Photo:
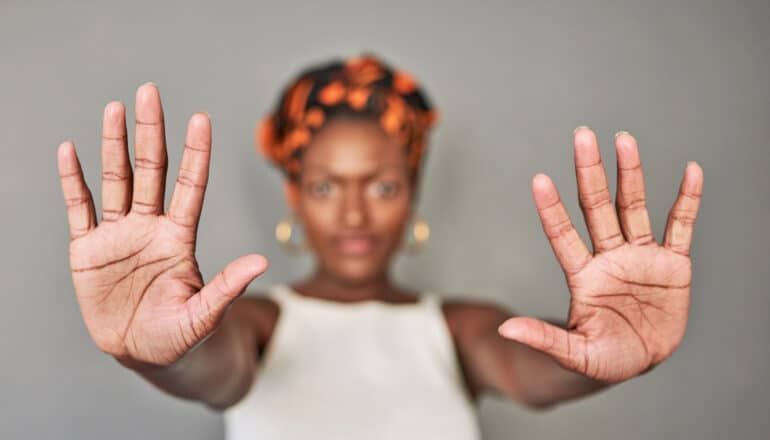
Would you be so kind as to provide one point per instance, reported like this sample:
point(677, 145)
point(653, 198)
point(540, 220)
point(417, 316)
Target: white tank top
point(364, 370)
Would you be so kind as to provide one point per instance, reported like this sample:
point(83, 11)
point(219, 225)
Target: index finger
point(569, 248)
point(681, 218)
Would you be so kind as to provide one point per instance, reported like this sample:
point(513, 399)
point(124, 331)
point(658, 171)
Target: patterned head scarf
point(361, 86)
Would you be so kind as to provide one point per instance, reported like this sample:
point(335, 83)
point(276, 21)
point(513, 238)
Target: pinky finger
point(77, 197)
point(681, 218)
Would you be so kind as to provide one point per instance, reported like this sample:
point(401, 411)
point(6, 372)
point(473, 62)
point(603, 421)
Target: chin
point(358, 271)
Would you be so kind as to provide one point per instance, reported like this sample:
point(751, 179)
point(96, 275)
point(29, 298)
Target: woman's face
point(353, 198)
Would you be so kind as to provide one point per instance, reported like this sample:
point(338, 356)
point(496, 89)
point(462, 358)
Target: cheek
point(318, 217)
point(390, 217)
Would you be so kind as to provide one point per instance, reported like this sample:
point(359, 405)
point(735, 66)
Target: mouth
point(354, 244)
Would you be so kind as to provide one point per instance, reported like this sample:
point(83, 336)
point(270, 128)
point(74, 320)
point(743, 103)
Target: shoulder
point(258, 314)
point(467, 319)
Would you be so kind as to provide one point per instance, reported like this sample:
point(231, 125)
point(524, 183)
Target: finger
point(116, 168)
point(569, 248)
point(80, 206)
point(594, 194)
point(151, 160)
point(187, 201)
point(207, 307)
point(681, 218)
point(566, 348)
point(631, 201)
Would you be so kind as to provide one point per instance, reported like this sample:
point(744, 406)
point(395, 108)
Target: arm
point(505, 367)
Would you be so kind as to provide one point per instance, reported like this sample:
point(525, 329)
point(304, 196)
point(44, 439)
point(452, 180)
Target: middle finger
point(594, 193)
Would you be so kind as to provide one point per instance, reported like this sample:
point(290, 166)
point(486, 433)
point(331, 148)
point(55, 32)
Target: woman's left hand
point(630, 299)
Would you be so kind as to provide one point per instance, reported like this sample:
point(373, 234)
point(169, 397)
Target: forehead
point(353, 147)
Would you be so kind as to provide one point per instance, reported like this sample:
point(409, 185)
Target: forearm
point(217, 372)
point(541, 382)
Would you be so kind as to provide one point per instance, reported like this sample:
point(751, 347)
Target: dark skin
point(145, 303)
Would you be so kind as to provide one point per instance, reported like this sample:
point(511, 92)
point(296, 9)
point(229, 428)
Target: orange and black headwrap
point(363, 86)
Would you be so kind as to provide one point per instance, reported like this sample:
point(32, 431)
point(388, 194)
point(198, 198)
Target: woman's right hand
point(135, 274)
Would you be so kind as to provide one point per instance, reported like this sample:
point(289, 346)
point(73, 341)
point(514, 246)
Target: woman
point(346, 352)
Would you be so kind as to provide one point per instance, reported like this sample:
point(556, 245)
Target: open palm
point(135, 274)
point(630, 298)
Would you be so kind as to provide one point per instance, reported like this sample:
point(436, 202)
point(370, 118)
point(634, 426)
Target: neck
point(325, 285)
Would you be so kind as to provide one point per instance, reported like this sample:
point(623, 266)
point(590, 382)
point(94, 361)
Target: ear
point(291, 192)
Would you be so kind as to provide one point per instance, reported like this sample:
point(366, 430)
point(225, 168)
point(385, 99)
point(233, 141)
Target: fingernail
point(579, 127)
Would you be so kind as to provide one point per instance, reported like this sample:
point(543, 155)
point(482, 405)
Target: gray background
point(512, 79)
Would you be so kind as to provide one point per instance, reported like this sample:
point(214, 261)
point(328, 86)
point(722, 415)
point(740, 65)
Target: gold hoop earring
point(419, 233)
point(283, 233)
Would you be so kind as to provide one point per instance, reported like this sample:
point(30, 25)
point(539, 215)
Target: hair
point(361, 86)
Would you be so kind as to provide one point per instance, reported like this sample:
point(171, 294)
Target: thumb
point(568, 349)
point(207, 307)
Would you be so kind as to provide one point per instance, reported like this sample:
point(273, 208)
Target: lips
point(354, 244)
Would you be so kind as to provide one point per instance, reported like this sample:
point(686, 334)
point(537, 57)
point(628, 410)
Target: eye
point(384, 189)
point(321, 189)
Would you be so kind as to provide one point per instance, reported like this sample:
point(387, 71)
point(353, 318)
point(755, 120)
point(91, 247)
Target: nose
point(354, 209)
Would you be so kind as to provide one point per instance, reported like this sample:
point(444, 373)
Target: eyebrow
point(379, 169)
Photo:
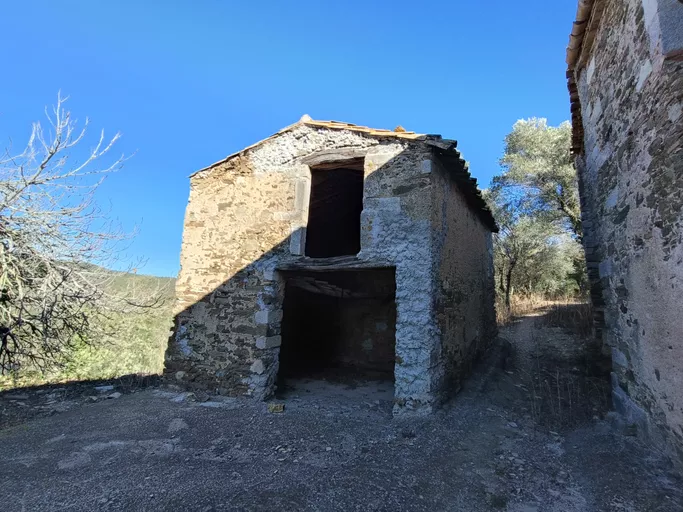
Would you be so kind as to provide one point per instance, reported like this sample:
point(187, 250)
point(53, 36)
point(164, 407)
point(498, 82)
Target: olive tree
point(538, 165)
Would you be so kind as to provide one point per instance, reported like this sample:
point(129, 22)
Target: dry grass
point(574, 316)
point(534, 305)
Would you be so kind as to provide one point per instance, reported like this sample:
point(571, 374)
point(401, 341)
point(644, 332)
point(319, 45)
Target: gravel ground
point(496, 446)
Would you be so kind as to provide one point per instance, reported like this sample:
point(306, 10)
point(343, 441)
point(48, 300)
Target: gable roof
point(306, 120)
point(445, 149)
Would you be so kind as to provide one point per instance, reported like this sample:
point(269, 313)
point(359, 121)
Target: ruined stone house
point(328, 249)
point(625, 77)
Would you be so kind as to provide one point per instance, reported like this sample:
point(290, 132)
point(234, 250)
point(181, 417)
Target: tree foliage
point(538, 167)
point(535, 202)
point(53, 297)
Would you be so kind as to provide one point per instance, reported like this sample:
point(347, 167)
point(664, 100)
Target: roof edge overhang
point(458, 171)
point(581, 39)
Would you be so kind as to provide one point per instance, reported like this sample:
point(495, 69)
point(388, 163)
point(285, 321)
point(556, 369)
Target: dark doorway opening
point(334, 210)
point(339, 325)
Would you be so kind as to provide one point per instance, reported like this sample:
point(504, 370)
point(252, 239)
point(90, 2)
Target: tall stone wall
point(464, 288)
point(247, 216)
point(631, 183)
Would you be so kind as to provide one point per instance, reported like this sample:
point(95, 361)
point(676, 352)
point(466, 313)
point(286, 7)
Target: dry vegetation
point(564, 370)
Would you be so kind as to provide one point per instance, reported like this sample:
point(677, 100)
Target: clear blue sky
point(189, 82)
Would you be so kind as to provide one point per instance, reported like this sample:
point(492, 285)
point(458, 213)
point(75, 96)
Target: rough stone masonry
point(245, 244)
point(626, 83)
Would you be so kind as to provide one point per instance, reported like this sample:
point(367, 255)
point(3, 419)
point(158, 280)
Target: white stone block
point(257, 367)
point(266, 342)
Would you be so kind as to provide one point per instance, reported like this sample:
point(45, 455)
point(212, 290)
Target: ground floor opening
point(338, 325)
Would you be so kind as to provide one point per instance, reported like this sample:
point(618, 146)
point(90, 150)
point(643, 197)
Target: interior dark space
point(334, 212)
point(339, 324)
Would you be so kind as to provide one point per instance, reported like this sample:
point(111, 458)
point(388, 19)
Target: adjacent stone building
point(329, 248)
point(625, 76)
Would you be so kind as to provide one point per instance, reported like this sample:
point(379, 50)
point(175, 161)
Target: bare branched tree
point(55, 292)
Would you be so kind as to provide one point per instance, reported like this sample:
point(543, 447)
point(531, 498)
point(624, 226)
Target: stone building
point(625, 77)
point(330, 248)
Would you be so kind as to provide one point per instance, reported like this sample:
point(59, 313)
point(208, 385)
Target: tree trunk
point(508, 287)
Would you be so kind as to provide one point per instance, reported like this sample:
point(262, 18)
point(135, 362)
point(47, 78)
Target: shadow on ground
point(337, 447)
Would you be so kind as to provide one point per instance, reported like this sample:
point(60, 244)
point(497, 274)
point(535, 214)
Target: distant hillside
point(138, 346)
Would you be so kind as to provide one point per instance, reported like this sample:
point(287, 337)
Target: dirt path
point(504, 443)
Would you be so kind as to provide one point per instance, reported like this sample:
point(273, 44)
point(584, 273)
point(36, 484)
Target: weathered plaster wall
point(464, 286)
point(247, 216)
point(631, 182)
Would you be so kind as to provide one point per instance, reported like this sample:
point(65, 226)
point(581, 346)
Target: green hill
point(137, 348)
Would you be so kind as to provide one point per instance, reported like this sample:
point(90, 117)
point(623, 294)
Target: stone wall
point(247, 217)
point(464, 287)
point(631, 183)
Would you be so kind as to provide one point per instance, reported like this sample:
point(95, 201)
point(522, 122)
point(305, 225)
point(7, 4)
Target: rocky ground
point(529, 432)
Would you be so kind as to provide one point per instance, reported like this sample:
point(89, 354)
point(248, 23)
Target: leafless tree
point(55, 245)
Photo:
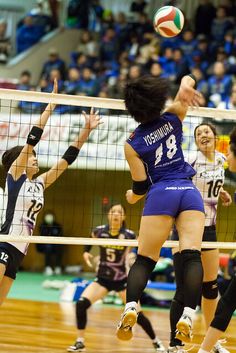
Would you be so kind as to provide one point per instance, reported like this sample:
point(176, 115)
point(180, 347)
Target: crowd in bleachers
point(115, 48)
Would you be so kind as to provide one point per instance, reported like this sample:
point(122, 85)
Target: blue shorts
point(171, 197)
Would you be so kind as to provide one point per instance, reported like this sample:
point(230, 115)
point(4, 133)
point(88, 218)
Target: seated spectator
point(122, 28)
point(87, 45)
point(54, 74)
point(109, 46)
point(116, 89)
point(54, 62)
point(88, 84)
point(142, 25)
point(25, 81)
point(202, 84)
point(149, 49)
point(219, 84)
point(71, 85)
point(166, 61)
point(78, 14)
point(133, 47)
point(201, 55)
point(188, 44)
point(229, 102)
point(205, 13)
point(26, 85)
point(220, 25)
point(5, 42)
point(52, 252)
point(41, 18)
point(27, 34)
point(180, 66)
point(79, 60)
point(156, 70)
point(135, 71)
point(138, 6)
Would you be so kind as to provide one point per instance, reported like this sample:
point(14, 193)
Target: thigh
point(94, 292)
point(5, 286)
point(190, 227)
point(154, 230)
point(210, 263)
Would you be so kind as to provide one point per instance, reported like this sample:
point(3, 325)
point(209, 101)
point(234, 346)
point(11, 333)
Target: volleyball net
point(81, 197)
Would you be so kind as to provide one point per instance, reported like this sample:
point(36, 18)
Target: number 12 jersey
point(23, 200)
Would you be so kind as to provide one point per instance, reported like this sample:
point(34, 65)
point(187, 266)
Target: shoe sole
point(184, 332)
point(124, 332)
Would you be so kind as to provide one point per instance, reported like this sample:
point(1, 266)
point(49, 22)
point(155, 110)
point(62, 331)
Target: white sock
point(202, 351)
point(189, 312)
point(131, 305)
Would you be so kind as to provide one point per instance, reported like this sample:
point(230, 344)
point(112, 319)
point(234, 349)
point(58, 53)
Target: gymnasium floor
point(42, 324)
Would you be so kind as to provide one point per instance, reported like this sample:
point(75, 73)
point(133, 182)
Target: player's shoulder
point(220, 157)
point(129, 234)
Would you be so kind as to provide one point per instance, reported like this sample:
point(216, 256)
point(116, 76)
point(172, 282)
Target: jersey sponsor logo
point(179, 188)
point(209, 174)
point(158, 134)
point(131, 137)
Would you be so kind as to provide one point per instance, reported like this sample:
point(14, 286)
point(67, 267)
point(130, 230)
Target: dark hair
point(212, 127)
point(123, 225)
point(232, 141)
point(9, 156)
point(145, 97)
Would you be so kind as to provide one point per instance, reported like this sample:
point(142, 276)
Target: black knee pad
point(189, 254)
point(210, 289)
point(81, 312)
point(223, 315)
point(146, 261)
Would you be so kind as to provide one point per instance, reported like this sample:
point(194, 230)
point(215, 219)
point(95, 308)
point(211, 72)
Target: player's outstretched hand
point(88, 258)
point(92, 120)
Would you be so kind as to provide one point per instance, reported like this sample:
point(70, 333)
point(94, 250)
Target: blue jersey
point(158, 144)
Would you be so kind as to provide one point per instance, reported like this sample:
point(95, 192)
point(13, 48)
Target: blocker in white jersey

+++++

The problem: The lines to be transcribed are those from the first line of the data above through the line holding "point(658, 171)", inclusive; copy them exactly and only, leaving out the pictures.

The completed task:
Photo:
Would you be so kind as to provide one point per instance, reported like this sample:
point(677, 145)
point(653, 198)
point(540, 220)
point(417, 316)
Target: white tank top
point(364, 370)
Would you be so kind as to provide one point per instance, reported like this sample:
point(83, 11)
point(219, 225)
Target: index finger
point(569, 248)
point(681, 218)
Would you be so kind as to provide one point per instance, reported like this sample:
point(513, 399)
point(124, 331)
point(658, 171)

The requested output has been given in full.